Information Start Marker
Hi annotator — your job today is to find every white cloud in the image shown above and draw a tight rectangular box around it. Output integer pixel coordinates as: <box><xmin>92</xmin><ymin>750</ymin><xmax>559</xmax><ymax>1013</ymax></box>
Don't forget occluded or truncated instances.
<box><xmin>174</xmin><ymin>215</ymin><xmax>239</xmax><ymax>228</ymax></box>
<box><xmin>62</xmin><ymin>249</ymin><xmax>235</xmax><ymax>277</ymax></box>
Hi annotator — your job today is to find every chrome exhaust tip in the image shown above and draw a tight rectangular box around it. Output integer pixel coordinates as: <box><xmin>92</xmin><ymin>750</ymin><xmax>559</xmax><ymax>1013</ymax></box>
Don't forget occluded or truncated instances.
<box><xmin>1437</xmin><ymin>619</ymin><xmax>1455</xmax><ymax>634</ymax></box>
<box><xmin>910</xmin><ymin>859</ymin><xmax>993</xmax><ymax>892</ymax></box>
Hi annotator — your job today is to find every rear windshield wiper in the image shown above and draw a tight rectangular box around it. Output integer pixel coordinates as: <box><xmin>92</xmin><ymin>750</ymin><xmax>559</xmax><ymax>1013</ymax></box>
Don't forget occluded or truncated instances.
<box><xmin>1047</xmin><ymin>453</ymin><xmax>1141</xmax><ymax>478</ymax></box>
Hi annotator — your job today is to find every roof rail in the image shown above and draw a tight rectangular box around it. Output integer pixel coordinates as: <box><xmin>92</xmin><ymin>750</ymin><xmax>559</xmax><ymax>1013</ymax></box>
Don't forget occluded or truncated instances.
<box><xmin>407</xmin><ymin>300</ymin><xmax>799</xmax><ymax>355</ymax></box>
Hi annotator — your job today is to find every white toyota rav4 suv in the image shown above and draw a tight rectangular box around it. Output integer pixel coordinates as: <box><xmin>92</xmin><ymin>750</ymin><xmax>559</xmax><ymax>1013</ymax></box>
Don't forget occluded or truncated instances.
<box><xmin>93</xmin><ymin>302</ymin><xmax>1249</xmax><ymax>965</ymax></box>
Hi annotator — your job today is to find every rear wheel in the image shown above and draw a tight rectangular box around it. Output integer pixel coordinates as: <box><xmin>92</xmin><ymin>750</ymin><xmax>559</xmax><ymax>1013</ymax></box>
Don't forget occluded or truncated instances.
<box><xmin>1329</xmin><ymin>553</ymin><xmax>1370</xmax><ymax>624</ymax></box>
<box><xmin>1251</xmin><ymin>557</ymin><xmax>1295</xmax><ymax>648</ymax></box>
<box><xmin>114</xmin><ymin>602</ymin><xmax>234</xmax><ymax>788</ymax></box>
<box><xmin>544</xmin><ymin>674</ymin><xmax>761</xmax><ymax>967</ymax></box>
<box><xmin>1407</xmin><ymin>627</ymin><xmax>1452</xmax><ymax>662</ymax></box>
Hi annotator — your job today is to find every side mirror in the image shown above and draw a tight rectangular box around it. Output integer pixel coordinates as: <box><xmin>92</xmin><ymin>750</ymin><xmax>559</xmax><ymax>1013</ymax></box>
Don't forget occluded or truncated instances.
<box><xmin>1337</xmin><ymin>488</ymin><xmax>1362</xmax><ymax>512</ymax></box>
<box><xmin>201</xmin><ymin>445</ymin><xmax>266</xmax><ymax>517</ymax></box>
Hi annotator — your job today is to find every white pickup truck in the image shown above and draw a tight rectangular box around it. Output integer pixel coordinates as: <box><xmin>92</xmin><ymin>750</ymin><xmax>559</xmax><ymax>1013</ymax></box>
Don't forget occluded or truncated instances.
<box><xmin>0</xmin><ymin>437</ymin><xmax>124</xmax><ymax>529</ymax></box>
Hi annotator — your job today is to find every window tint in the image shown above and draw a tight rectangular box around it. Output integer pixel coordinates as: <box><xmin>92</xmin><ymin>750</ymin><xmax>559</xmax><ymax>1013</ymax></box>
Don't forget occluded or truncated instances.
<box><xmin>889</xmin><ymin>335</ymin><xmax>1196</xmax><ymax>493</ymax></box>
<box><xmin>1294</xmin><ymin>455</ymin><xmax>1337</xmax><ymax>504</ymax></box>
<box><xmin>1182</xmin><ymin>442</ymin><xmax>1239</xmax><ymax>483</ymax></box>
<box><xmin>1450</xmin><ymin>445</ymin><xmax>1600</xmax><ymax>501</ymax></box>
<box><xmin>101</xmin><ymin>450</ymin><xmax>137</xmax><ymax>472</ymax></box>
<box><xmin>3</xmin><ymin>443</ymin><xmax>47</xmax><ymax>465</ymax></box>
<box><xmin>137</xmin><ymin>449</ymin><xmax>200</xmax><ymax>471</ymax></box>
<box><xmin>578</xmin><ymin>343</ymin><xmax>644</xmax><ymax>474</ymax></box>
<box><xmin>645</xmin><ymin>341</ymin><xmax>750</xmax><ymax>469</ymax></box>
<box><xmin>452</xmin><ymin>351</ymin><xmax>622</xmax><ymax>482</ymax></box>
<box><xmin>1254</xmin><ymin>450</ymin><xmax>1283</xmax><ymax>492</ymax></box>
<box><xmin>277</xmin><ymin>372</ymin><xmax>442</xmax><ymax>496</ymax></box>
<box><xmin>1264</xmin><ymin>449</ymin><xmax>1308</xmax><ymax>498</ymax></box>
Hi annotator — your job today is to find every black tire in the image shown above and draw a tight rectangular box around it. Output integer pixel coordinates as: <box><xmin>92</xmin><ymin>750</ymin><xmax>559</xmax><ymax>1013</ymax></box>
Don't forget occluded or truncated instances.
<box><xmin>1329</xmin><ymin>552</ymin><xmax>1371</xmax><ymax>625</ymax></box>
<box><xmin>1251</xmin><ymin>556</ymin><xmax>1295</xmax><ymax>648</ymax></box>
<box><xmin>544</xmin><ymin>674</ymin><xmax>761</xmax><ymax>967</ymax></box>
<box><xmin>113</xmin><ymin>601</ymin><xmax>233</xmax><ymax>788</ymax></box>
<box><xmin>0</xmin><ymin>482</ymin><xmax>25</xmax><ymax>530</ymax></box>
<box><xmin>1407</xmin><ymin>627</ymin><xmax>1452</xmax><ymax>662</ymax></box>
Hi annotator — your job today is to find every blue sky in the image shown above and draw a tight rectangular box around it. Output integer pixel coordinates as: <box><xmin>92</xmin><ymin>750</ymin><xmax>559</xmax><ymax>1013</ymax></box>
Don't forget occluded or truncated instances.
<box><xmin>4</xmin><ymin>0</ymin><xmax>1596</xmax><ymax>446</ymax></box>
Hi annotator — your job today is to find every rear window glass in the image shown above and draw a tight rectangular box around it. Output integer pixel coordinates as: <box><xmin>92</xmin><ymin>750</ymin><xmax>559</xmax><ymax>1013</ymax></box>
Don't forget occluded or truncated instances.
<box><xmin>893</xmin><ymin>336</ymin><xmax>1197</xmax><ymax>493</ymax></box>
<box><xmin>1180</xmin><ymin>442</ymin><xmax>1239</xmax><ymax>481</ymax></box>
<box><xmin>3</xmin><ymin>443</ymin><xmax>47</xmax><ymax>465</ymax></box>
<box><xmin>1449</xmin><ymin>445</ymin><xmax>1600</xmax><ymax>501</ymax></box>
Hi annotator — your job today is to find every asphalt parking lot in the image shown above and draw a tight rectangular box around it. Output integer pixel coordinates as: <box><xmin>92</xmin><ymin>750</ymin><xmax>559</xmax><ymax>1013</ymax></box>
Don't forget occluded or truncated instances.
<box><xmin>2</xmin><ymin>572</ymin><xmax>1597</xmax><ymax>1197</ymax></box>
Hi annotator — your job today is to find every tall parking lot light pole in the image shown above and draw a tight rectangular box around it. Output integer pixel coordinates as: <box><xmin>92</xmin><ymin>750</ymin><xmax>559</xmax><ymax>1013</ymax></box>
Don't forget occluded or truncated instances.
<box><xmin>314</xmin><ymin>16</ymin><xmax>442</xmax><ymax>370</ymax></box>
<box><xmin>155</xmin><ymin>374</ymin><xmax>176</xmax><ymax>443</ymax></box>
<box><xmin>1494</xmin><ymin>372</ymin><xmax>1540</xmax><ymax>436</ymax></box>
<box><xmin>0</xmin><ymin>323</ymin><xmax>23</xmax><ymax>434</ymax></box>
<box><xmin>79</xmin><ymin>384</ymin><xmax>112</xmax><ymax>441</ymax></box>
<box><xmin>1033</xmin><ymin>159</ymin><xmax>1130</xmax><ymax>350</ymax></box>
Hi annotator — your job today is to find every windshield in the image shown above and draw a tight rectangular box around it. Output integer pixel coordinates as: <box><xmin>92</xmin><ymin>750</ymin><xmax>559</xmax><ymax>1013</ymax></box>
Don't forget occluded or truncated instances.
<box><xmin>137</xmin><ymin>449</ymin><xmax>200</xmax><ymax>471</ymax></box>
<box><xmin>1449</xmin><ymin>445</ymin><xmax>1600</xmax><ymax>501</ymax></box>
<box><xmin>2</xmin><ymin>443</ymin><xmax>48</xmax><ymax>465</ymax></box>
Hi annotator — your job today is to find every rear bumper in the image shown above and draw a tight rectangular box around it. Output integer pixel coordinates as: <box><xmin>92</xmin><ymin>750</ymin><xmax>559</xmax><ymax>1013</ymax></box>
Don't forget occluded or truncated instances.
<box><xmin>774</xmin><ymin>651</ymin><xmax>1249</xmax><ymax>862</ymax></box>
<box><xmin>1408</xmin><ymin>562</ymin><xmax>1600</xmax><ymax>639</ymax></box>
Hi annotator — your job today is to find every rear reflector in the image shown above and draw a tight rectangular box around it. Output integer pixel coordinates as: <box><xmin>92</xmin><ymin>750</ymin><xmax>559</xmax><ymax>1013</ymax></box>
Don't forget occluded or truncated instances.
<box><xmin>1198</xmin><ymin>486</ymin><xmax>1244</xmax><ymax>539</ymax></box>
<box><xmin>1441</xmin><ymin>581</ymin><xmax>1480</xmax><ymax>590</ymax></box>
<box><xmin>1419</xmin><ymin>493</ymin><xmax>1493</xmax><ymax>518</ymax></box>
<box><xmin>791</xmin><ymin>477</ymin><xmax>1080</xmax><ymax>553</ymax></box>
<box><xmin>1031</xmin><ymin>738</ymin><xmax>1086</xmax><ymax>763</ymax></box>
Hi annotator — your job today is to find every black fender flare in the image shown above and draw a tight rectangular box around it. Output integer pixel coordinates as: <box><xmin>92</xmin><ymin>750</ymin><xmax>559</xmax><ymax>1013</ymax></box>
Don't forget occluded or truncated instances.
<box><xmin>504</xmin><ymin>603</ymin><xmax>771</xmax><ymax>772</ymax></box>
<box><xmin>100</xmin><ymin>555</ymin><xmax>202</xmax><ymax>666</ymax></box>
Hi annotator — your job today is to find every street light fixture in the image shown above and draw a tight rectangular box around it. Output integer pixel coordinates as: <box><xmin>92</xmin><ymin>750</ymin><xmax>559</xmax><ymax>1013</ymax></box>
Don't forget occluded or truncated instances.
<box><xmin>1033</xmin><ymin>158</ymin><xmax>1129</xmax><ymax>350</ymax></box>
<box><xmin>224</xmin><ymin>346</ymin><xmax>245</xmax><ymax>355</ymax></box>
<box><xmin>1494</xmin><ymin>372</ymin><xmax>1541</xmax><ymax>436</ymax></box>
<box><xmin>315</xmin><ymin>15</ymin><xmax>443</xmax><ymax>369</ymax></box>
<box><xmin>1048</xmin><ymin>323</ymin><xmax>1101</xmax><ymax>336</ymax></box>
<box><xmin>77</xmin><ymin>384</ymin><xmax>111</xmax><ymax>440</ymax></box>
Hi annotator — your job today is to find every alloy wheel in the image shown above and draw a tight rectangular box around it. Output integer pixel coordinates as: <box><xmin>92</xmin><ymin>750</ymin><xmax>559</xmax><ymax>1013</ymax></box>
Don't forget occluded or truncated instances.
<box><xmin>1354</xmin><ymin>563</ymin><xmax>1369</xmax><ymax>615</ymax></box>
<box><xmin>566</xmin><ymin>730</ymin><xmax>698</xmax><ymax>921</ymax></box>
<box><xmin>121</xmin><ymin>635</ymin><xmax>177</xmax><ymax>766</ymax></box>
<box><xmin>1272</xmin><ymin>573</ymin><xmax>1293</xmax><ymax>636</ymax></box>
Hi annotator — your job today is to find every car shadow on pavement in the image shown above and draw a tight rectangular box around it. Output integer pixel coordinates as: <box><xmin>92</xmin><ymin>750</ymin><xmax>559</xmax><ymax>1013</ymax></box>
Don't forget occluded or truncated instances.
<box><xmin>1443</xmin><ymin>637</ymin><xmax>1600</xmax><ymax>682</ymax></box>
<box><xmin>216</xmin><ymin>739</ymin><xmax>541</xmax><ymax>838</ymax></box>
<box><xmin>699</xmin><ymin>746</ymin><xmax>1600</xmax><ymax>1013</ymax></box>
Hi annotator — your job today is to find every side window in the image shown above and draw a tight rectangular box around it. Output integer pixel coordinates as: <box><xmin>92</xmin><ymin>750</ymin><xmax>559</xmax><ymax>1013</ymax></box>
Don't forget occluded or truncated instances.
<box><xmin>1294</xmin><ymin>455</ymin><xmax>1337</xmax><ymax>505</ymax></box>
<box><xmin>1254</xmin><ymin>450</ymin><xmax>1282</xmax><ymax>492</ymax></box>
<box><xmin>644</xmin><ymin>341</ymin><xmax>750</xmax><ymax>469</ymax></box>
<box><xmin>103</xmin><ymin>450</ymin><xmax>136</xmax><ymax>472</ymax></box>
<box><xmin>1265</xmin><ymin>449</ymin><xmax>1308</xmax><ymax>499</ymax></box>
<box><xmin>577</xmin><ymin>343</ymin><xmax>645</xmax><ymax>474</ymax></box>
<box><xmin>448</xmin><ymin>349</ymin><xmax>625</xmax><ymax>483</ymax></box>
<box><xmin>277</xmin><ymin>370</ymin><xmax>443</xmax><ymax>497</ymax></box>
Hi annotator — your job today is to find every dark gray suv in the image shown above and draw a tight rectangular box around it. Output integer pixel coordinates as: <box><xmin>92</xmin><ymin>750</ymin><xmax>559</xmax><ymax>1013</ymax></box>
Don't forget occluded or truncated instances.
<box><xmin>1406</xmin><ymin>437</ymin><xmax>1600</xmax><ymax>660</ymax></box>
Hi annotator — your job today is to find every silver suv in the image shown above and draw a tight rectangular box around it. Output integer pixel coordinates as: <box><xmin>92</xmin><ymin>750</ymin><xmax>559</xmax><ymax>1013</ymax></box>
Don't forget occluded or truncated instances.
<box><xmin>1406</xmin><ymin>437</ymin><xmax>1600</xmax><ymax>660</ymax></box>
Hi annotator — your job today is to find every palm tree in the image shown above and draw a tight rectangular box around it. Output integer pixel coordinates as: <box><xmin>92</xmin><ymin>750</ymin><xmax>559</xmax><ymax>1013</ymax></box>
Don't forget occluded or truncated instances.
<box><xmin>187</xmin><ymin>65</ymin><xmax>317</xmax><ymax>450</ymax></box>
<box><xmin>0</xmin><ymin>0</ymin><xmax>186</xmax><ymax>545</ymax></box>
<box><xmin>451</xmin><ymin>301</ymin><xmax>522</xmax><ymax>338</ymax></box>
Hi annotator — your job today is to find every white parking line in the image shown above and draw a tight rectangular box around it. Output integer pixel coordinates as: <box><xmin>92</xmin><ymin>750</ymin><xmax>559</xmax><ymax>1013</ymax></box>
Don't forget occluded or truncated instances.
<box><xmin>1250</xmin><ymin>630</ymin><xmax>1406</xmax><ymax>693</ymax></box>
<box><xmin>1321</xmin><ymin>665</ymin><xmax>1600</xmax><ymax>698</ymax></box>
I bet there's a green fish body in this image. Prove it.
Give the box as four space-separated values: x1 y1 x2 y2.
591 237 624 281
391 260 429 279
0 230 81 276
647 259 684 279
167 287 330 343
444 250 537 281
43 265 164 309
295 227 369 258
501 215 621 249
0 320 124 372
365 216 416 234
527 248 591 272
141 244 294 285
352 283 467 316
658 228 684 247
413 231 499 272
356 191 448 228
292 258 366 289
Information End Marker
What is expected -
The answer must be the lines from the one containing "I bet there's" to the final line of the data above, copied exactly, both included, with nothing added.

Your solution -
I bet there's a green fish body in this image. Prove it.
Give the box as four space-separated values: x1 y1 x2 y2.
591 237 624 281
391 260 429 279
0 230 81 276
647 259 684 279
167 287 330 343
444 250 537 281
43 265 164 309
295 227 369 258
501 215 621 249
0 320 124 372
365 216 416 234
527 248 591 272
141 244 294 285
352 283 467 316
658 228 684 247
413 231 499 272
356 191 448 228
292 258 366 289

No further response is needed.